Rows excerpted from a collection
•••

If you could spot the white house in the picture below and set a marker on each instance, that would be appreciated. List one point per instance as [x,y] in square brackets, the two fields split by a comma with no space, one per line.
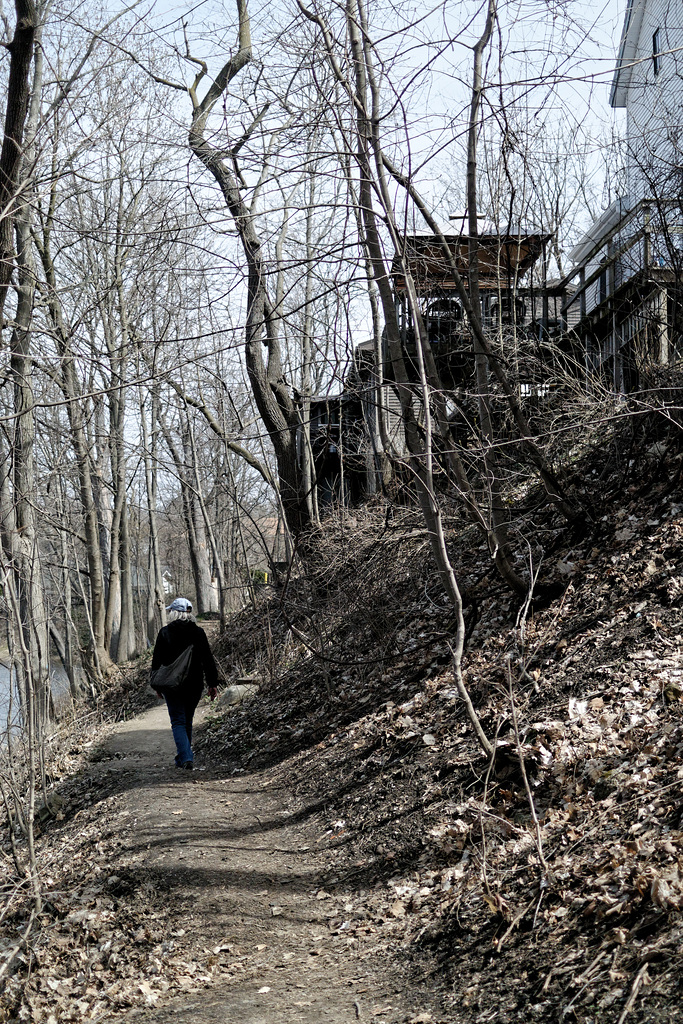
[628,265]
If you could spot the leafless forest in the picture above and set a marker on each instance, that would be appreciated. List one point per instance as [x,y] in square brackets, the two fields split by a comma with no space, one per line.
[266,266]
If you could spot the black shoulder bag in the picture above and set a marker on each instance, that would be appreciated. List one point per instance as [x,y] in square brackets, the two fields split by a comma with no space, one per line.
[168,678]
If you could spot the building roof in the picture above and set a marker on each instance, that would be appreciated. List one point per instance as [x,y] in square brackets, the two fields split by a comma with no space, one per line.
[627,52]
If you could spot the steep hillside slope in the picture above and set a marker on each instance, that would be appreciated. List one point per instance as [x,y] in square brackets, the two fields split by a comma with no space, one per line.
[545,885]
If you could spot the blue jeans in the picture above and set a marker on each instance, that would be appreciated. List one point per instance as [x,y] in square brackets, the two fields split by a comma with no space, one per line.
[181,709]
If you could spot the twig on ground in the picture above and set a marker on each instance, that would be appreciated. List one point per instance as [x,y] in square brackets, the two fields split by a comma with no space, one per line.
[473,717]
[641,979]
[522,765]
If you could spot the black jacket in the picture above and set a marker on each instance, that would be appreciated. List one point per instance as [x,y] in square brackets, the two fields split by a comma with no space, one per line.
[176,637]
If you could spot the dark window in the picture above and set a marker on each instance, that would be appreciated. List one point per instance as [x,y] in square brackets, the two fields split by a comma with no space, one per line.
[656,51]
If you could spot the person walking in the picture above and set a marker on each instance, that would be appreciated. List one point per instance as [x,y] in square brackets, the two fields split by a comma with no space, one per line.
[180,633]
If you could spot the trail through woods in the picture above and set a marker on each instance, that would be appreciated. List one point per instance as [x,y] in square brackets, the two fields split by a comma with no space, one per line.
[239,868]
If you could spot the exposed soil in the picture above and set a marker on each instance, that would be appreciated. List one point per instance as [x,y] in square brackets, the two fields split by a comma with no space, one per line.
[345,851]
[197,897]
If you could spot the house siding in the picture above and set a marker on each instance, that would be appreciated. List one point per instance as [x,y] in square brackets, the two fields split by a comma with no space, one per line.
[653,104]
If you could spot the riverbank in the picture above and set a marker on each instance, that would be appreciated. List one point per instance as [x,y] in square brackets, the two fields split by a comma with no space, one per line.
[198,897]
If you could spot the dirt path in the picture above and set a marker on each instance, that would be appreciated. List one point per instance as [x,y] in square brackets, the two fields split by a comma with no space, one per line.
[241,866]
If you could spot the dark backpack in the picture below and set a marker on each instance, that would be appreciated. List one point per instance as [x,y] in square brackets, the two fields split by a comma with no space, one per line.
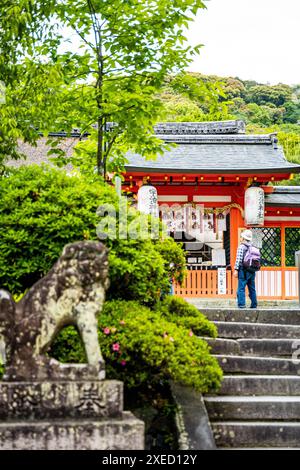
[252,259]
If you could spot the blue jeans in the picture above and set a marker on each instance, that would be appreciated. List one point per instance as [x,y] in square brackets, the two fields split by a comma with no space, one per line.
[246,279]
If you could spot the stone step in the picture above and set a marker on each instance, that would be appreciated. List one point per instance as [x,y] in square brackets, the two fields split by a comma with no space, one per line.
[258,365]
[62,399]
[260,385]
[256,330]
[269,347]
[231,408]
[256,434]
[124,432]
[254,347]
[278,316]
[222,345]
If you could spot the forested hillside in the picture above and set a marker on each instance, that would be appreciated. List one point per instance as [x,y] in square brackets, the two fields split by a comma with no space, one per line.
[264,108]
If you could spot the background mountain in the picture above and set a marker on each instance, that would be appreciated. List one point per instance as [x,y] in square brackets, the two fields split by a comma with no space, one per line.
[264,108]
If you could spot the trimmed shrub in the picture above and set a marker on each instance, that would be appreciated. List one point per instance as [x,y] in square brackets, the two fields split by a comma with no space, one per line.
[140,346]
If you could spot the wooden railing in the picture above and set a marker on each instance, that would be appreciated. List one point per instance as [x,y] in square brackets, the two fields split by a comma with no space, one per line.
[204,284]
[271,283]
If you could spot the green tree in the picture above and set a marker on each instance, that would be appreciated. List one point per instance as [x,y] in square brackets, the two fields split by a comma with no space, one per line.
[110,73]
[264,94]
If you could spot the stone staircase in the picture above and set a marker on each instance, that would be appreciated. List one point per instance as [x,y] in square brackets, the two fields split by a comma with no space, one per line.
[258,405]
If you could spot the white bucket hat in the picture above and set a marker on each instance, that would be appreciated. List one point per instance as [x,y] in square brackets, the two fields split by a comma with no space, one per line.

•••

_Problem_
Render every row above as a numbered list, omitting blank lines and leaving the pictures out.

_Full solution_
1. If you could spot the white house in the picture below and set a marker on each instance, that would be appreciated. List one point per instance as [x,y] in square brackets, the two fields split by a comma with no space, one per line.
2. [628,265]
3. If you could spot the leafless forest in the picture above and set a marker on each instance, that would be appreciated. List one point per instance as [x,y] in square brackets, the two fields split by a comma with no space, one per line.
4. [266,266]
5. If you could spot the black shoulder bag in the picture above and set a marker on each instance, that would be appreciated. List one point per instance as [x,y] in square brackets, the two fields split by a comma with no space, one per line.
6. [168,678]
7. If you could spot the building roof in the picture above and set a marker on each instance, that would be appreciated. List one point per instance as [x,y] in square brackets, the two fields split by a comma with no space, one per line.
8. [627,52]
9. If you could spot the steep hillside slope in the picture above and set a marker on each instance, that would be appreciated. List one point per instance as [x,y] in square brackets, the two fields split by a comma with no space, one per line.
10. [545,885]
11. If you could spot the blue jeans in the picture above and set a marker on each instance, that would be appreciated. List one point per instance as [x,y] in square brackets, the two fields split by a comma with no space, one per line.
12. [181,709]
13. If you could spot the twig on ground in the picture above and set a marker on each instance, that would be appreciated. List one point per instance as [x,y] in square brackets, the two fields split by a comma with no space, one per line.
14. [473,717]
15. [641,979]
16. [522,765]
17. If you could spot the black jacket in the picture above and set a marker on each instance, that would be appreciated. List one point per instance as [x,y] in square brackets, the two fields split by a comma with no space, one per line.
18. [176,637]
19. If you could spot the dark window in the picture above and set a marker on each instance, that would be appreciated. List one point per instance as [x,y] in square brackets, the two fields split by a comma with no space, one per line.
20. [656,51]
21. If you could spot the person walking in the picture above and set a marker on each instance, that would be appreciated. List one point per instance as [x,y] in square brackets, the two fields split by a comma with no space, one per line.
22. [180,633]
23. If you could spot the trail through woods in the picture above and set a marker on each instance, that would be appreciated. List one point per instance as [x,y] in square brackets, the two fields split by a comma with no space, one per line.
24. [239,868]
25. If you could spot the exposed soil in the picture above and set a marker on each instance, that would be appreciated. List one point per instance as [x,y] in square brackets, the two fields split by a comma with no space, one per line.
26. [345,851]
27. [197,897]
28. If you could spot the house siding in the picture above and set a marker on each instance, that would be appreciated. List one point per instance as [x,y] in square brackets, the two fields split by a comma with no space, one per line.
29. [653,104]
30. If you could spot the riverbank in the picture above and set a marker on each instance, that would be appreciated. List one point per instance as [x,y] in square brackets, the two fields split by a comma with no space, one per line.
31. [198,897]
32. If you could spot the dirt path in the picture above and set a marker on each instance, that would be appreciated. List one point per instance as [x,y] in square brackets, the two fields split by a comma with no space, one per line.
33. [241,866]
34. If you could spot the dark backpack in the picture below and set a marker on each instance, that would be appreciated. List one point per instance as [x,y] in square brackets, the two fields split by a comma with no space, one per line.
35. [252,259]
36. If you could spot the blue jeans in the picture above and set a marker on each instance, that would be appreciated. List one point per instance as [x,y] in square brackets, the two fields split by a comma with no space, one per line.
37. [246,279]
38. If you could spot the stone step in the picture above and set a marker on each instance, that would be appreciated. List one point per instance as [x,y] in square brackets, the two fields split by a comma with no space, one per line.
39. [258,365]
40. [62,399]
41. [260,385]
42. [256,330]
43. [269,347]
44. [231,408]
45. [256,434]
46. [124,432]
47. [254,347]
48. [278,316]
49. [222,345]
50. If you could spot the forested hillside in the picture above and set a marker on each instance, that would be appreciated. List one point per instance as [x,y] in square brackets, the two fields split by a comma with no space, one per line.
51. [264,108]
52. If you could spot the background mountain in the picture above and set a marker on each instance, that would be appreciated. List one point per instance as [x,y] in square brackets, the two fields split by a comma with no space, one per line.
53. [264,108]
54. If you could spot the trimmed shrub in the picture above and set a marker on each instance, that would be appreciated. List one point per instance as [x,y] in square brackets, the two fields split by a comma with no space, one per line.
55. [140,346]
56. If you could spot the wooden railing in the picture above and set a marker on each instance, that would be appreciated. List one point per instance as [x,y] in square brackets, the two fields split by a comma with no space, one per line.
57. [204,284]
58. [271,283]
59. If you could spot the green tree in the picture above and set a marker on each instance, that would be appreciated. List one point per instance as [x,y] in square brackets, the two fields split by a comma with no space, one per line.
60. [110,73]
61. [264,94]
62. If you could spot the stone staircase in the picture above and set a marker on each instance, that would be appreciated. List one point per instance as [x,y] in square brackets, the two fields split by a comma with no space, one per line.
63. [258,405]
64. If you could spot the white bucket hat in the picture above and set a marker on each instance, that would be appreciated. List one point per instance as [x,y] in square brackets, the two fields split by a comma with no space, one per line.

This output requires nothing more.